┌────────

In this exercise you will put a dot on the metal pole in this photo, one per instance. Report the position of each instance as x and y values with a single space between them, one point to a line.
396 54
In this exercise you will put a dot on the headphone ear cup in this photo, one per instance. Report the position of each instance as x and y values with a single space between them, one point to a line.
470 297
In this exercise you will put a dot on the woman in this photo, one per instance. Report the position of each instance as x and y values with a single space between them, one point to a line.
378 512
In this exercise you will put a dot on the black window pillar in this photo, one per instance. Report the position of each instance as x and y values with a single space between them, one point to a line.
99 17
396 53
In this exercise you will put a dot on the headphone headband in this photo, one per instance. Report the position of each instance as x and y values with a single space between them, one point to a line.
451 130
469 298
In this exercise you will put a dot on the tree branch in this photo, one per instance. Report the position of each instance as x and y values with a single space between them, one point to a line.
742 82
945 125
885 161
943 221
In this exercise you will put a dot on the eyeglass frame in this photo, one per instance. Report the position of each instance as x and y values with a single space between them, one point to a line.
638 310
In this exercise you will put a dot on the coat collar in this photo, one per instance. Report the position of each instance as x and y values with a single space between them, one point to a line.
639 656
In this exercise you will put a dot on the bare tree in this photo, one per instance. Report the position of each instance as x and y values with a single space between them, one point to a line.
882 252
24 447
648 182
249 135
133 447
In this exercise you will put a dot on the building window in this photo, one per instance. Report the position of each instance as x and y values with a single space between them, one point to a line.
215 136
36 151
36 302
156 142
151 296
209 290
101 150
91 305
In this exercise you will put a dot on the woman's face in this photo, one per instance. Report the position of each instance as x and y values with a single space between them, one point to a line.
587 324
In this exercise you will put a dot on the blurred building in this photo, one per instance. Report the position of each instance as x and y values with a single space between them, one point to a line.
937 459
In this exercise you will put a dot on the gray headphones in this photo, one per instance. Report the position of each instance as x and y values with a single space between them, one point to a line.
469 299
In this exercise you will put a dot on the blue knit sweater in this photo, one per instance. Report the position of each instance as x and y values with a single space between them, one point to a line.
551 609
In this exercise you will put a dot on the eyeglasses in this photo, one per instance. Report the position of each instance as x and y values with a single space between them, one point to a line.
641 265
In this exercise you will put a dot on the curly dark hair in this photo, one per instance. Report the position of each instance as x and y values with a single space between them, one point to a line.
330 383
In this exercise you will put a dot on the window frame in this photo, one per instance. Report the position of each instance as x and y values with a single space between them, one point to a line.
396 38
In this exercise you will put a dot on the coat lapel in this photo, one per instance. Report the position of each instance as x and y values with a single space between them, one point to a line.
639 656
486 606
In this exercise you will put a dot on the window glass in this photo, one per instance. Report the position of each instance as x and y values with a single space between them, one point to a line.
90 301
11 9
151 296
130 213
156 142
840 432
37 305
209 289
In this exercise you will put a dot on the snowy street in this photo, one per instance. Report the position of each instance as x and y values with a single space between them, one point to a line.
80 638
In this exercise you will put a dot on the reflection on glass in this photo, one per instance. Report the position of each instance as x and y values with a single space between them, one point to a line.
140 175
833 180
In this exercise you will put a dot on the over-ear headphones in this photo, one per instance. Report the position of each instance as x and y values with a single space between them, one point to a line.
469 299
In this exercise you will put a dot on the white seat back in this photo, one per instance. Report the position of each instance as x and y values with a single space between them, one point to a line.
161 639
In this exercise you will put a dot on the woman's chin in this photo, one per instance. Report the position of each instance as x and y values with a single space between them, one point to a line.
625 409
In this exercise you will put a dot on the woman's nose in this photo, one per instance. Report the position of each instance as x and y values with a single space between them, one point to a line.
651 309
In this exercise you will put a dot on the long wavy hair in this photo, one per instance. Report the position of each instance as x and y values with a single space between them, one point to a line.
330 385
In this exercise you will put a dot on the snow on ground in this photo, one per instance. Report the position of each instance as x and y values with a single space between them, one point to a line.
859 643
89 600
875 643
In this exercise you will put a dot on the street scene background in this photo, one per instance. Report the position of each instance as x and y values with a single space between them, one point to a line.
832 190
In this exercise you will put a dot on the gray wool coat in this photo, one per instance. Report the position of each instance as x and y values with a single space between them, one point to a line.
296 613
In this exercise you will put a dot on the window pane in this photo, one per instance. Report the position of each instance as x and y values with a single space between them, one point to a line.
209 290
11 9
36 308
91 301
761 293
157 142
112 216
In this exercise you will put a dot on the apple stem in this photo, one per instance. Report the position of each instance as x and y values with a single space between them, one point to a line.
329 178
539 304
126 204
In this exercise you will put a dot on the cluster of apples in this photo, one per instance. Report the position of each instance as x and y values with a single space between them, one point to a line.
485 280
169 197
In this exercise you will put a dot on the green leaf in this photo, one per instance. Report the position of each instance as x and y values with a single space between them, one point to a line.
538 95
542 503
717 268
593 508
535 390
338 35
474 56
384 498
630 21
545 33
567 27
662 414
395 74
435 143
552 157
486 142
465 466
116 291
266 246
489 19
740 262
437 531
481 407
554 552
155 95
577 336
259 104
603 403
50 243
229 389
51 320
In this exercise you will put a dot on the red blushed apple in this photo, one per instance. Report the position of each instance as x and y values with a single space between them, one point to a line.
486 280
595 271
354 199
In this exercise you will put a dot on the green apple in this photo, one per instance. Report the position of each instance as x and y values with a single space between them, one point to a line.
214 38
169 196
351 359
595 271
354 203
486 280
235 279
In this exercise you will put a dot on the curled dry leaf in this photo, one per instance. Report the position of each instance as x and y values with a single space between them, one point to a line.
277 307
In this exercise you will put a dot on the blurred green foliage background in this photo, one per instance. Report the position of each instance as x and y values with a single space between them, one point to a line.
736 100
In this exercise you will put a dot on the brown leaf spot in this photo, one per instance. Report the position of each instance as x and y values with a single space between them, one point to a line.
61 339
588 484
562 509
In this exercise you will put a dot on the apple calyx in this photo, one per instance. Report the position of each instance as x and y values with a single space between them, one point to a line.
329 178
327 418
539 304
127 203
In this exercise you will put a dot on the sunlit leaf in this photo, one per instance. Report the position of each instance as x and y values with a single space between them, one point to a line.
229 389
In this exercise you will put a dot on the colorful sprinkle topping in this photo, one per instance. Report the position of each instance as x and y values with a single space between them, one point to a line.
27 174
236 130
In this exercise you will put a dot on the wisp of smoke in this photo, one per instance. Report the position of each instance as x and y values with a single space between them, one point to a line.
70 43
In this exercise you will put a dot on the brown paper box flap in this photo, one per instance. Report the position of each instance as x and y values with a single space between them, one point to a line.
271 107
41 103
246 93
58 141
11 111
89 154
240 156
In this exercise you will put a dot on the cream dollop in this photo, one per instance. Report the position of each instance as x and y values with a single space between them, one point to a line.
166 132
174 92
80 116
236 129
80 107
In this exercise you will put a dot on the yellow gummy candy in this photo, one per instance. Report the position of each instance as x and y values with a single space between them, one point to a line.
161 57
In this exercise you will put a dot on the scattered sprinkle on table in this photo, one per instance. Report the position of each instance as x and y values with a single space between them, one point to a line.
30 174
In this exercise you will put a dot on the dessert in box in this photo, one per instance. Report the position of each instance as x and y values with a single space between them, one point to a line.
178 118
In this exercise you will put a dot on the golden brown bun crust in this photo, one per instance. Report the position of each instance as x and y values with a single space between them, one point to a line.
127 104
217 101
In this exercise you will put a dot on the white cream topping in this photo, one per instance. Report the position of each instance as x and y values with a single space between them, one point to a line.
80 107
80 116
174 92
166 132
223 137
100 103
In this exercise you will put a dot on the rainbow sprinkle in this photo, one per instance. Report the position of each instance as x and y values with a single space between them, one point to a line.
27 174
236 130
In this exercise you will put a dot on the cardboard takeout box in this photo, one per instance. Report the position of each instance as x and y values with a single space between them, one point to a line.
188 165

└────────

(SHORT EXERCISE): Begin with the line that contains "In this exercise you will put a dot on the scattered" and set down each line exactly until the records above end, including the final line.

(RESULT):
In this exercise you will put a dot on the scattered sprinkle on table in this photo, one per instance. Report the position of each instance as x and y values with a single space between them, one point to a line.
30 174
In this exercise you will put a dot on the dessert in box in this photo, one per instance. Report the position of each instance as x and y values with a single space between them, one point to a line.
178 118
In this exercise you will put a dot on the golden brown bun crust in this photo, one per instance. Report the position of each instance as x and y values with a single space between them, one point to a line.
127 104
217 101
In this exercise you will put a dot on the white cream topping in this photo, one per instance. Report the position of each instance as x and y values with a single space between them, one point to a line.
80 107
80 116
174 92
166 132
223 137
100 103
In this exercise you will put a dot on the rainbow sprinkle in this photo, one per instance. Report the position of each instance as x and y values with a single space between them, one point to a line.
27 174
236 130
In this exercise you will put a dot on the cardboard takeout box in this photo, one per instance. Report the position of each instance as x and y values with a single space between them, one point to a line.
188 165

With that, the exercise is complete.